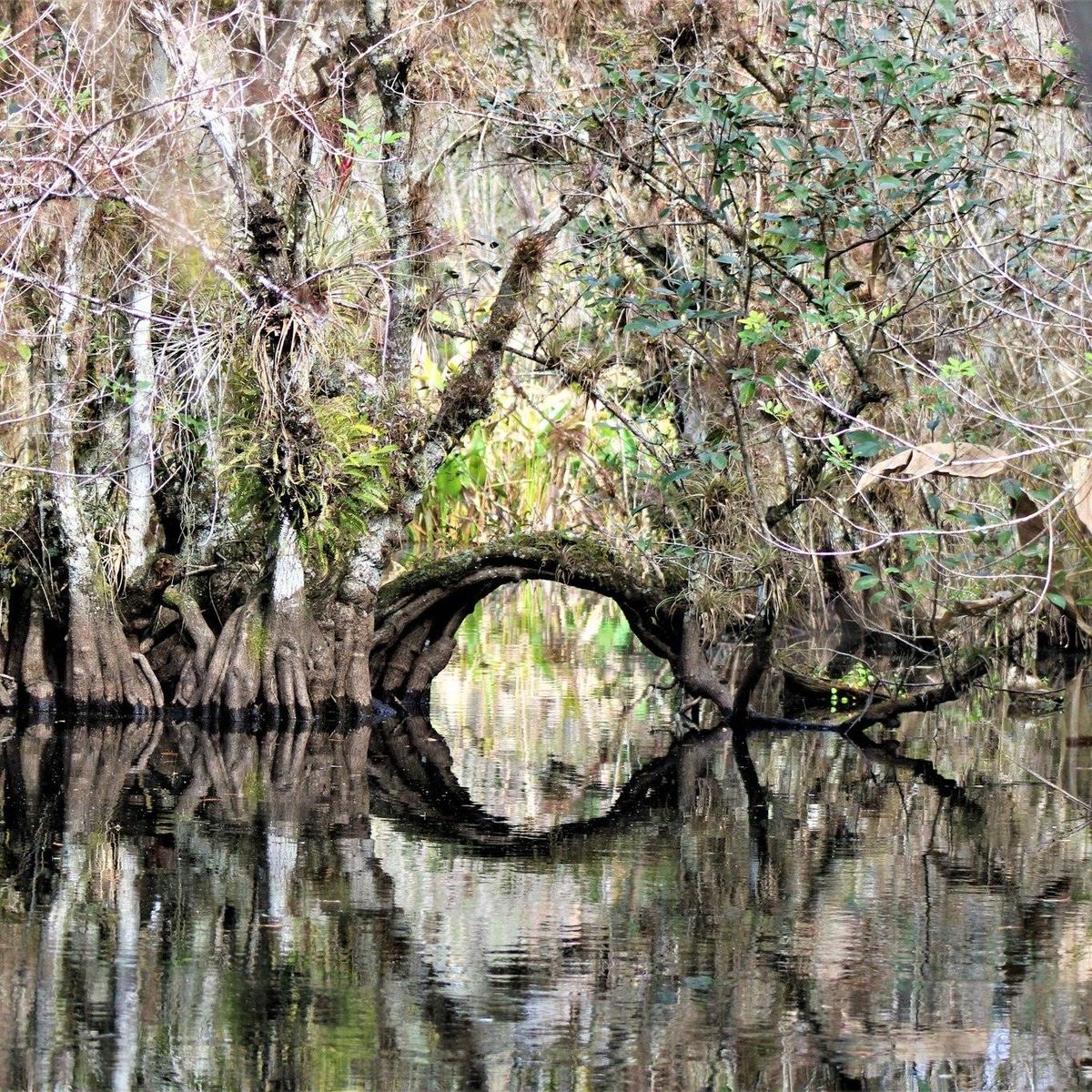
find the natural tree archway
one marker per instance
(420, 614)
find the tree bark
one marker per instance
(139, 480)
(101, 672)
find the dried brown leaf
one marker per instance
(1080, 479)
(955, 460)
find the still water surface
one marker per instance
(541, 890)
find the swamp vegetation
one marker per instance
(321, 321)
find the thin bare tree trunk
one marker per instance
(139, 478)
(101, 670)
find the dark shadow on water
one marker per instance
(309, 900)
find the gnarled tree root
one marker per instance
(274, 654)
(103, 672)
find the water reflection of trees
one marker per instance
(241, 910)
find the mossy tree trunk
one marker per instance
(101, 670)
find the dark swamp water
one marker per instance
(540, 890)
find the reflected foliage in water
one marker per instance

## Exercise prompt
Copy out every item above line for line, without changing a word, and leave out the pictures.

## Answer for the task
find the natural tree archway
one marker per instance
(420, 614)
find the tree bark
one marker per instance
(139, 480)
(101, 672)
find the dried brown leaf
one marker per instance
(1080, 479)
(955, 460)
find the still water surface
one marker per instance
(541, 890)
find the swamp vegetation
one marker per instance
(321, 321)
find the thin bare tree trunk
one marker per instance
(139, 478)
(101, 670)
find the dark shadow on water
one marker per instance
(309, 900)
find the gnarled tree root
one marker per instance
(274, 654)
(103, 672)
find the water reflection of trees
one marker per instance
(241, 910)
find the mossy tree trunk
one marker per instance
(101, 670)
find the dark swamp water
one marker per instance
(540, 890)
find the reflected foliage in water
one marker per instance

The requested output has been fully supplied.